--- start Provided material ---

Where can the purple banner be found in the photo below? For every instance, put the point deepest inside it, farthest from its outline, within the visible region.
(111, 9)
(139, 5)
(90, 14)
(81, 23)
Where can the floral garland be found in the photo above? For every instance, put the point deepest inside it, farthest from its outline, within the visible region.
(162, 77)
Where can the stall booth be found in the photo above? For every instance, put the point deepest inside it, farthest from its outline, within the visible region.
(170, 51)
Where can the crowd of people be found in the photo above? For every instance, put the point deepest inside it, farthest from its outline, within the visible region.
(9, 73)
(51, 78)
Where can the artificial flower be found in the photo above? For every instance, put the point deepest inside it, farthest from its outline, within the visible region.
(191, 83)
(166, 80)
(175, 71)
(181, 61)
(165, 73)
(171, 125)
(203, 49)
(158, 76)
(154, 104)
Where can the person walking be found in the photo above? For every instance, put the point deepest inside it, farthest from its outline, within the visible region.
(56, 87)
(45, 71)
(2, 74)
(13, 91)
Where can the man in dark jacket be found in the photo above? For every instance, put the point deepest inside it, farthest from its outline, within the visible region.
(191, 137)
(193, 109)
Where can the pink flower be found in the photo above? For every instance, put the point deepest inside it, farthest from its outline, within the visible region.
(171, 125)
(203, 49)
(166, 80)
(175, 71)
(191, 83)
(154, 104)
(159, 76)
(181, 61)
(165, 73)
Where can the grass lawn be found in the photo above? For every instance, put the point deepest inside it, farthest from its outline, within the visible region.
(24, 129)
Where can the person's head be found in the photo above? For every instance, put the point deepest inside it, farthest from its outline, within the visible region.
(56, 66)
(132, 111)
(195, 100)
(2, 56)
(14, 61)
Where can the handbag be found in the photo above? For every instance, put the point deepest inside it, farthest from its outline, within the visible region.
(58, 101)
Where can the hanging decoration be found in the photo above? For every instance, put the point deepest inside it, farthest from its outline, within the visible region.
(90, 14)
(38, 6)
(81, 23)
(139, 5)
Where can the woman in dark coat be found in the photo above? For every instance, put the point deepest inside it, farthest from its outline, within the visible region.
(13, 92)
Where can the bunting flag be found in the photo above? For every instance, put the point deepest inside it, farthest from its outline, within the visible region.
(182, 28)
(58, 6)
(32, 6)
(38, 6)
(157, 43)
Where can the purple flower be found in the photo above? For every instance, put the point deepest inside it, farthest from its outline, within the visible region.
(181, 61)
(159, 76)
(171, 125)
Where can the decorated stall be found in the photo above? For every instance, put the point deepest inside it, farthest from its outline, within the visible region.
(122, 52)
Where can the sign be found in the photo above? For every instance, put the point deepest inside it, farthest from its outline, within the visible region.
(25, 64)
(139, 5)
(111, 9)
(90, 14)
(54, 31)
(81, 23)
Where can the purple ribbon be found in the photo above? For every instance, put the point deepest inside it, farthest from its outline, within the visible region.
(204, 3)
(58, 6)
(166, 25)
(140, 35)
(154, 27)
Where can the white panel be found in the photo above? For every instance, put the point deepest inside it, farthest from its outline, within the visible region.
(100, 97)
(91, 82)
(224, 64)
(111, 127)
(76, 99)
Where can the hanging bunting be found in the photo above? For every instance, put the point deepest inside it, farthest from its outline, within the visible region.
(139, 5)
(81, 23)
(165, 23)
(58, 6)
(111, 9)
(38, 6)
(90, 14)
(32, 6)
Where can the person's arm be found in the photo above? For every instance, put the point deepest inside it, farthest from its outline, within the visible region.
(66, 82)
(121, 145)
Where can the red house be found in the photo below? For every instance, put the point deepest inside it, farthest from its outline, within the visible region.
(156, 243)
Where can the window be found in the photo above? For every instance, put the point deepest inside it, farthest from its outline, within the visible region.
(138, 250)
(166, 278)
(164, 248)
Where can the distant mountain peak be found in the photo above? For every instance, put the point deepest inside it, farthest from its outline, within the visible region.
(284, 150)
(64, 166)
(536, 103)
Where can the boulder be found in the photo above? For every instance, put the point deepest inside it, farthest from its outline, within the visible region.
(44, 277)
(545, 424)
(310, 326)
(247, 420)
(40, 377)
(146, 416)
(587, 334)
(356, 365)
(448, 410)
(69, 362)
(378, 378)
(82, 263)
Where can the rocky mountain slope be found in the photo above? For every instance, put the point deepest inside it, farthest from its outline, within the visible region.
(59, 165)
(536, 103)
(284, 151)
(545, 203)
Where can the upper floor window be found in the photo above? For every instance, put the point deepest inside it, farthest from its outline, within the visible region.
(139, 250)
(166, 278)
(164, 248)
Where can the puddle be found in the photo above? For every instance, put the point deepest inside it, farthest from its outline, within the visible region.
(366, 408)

--- end Provided material ---

Written problem:
Print the complete listing again, exactly as it stands.

Solution to this task:
Where can the purple banner be found in the photo below? For every instance, put the point deepest inside it, farthest from its outline, within the visible region.
(111, 9)
(139, 5)
(90, 14)
(81, 23)
Where can the floral garland be found in the photo above? For every instance, put the point deepest inside it, farthest from its outline, within the visible region.
(162, 77)
Where can the stall booth be found in the photo above? For every instance, put the point deepest inside it, farthest from its outline, within the visible region.
(170, 51)
Where can the crowd of people be found in the photo above? For every instance, put the point deepest inside it, farthest from its outline, within the visible region.
(9, 73)
(51, 78)
Where can the artificial flower be found in the photo above? For every instance, put the point deepest inside it, farthest from its outline, within the visible region.
(191, 83)
(166, 80)
(175, 71)
(181, 61)
(165, 73)
(171, 125)
(203, 49)
(158, 76)
(154, 104)
Where can the person walking be found in the photo above? For every instance, put the point deepest inside it, farthest from its outline, within the visible region.
(56, 87)
(45, 71)
(2, 74)
(13, 91)
Where can the man in dark jacket be found in the photo above? For every instance, put the point deepest inside it, farthest from its outline, within the visible region.
(191, 137)
(193, 109)
Where can the pink flower be found in the photo above? For every instance, put the point deepest inside it, farthest from its outline, within the visible region.
(171, 125)
(203, 49)
(166, 80)
(175, 71)
(191, 83)
(154, 104)
(159, 76)
(181, 61)
(165, 73)
Where can the grass lawn be found in the photo above? For every instance, put the point deepest inside it, farthest from its outline, within the visible region.
(24, 129)
Where can the person's head be found in the photo above? For every instance, put the point deepest inside it, farthest from its outline, within the visible region.
(56, 66)
(132, 111)
(195, 100)
(2, 56)
(14, 61)
Where can the handbag be found in the photo above? For every instance, put the point deepest inside it, farthest from its outline, within the visible region.
(58, 101)
Where can the hanging decoration be found in the photo above? For every instance, put the point deepest inside it, farthest from its outline, within the visible region.
(90, 14)
(38, 6)
(81, 23)
(139, 5)
Where can the woman in dark coat be found in the photo above? For every instance, put the point deepest inside it, farthest from its outline, within the visible region.
(13, 92)
Where can the bunting flag be found in the photo above? For every instance, put the point deepest inside it, farthest from its outline, within the visible region.
(182, 28)
(58, 6)
(32, 6)
(38, 6)
(157, 43)
Where can the purple flower be found in the photo above? For every instance, put the point deepest inside it, farthest from its outline, within the visible region.
(181, 61)
(159, 76)
(171, 125)
Where can the decorated stall be found in the photo above? For every instance, put the point deepest inside it, farthest from its outline, within the visible region.
(122, 52)
Where can the sign be found in the photo above? For every instance, put the point deepest inside it, farthest from its outline, within the visible region.
(25, 64)
(139, 5)
(111, 9)
(90, 14)
(54, 31)
(81, 23)
Where can the purple ribbon be found in the photo above? For every instance, put the point deepest inside it, farthest from its outline, within the visible region.
(204, 3)
(58, 6)
(166, 25)
(140, 35)
(154, 27)
Where can the white panel be found in the photo above? For every instance, put the point deepest inside it, farthest from its outline, within the visible region.
(100, 97)
(91, 82)
(224, 64)
(111, 127)
(76, 99)
Where can the hanging bunting be found in the photo above? For every instance, put the point deepest inside it, farthest from its outline, within the visible region.
(139, 5)
(81, 23)
(165, 23)
(58, 6)
(111, 9)
(38, 6)
(90, 14)
(32, 6)
Where can the person's arm be found in the photo above? For every instance, put the point deepest inside it, farthest from its outline, within the visible region.
(66, 82)
(121, 145)
Where can the red house be found in the photo below? For every instance, put the point deepest inside it, farthest from its outline, within the visible region.
(156, 243)
Where can the window be found in the photo above? For every instance, put the point deepest inside it, farthest from its outline, within the visible region.
(138, 250)
(166, 278)
(164, 248)
Where can the distant mountain peak be found in the photo above? For every instance, put the point deepest inside it, farthest from its outline, within the visible region.
(284, 150)
(64, 166)
(536, 103)
Where can the boulder be found in the photo above? For every instance, put the point deepest inside it, farthest from its outline, within the visible region.
(44, 277)
(545, 424)
(310, 326)
(247, 420)
(40, 377)
(146, 416)
(587, 334)
(356, 365)
(448, 410)
(69, 362)
(378, 378)
(82, 263)
Where can the rocky mountain slope be found in the photo above? For every instance, put the point deepest inside it, farthest from its outline, within the visible region.
(59, 165)
(536, 103)
(284, 151)
(545, 203)
Where can the upper floor window be found in the photo above? For every instance, put the point deepest inside it, farthest from its outline, within the visible region.
(139, 250)
(166, 278)
(164, 248)
Where can the puddle be found in the photo above? For every instance, put the point deepest inside it, farthest from its outline, within the visible region.
(366, 408)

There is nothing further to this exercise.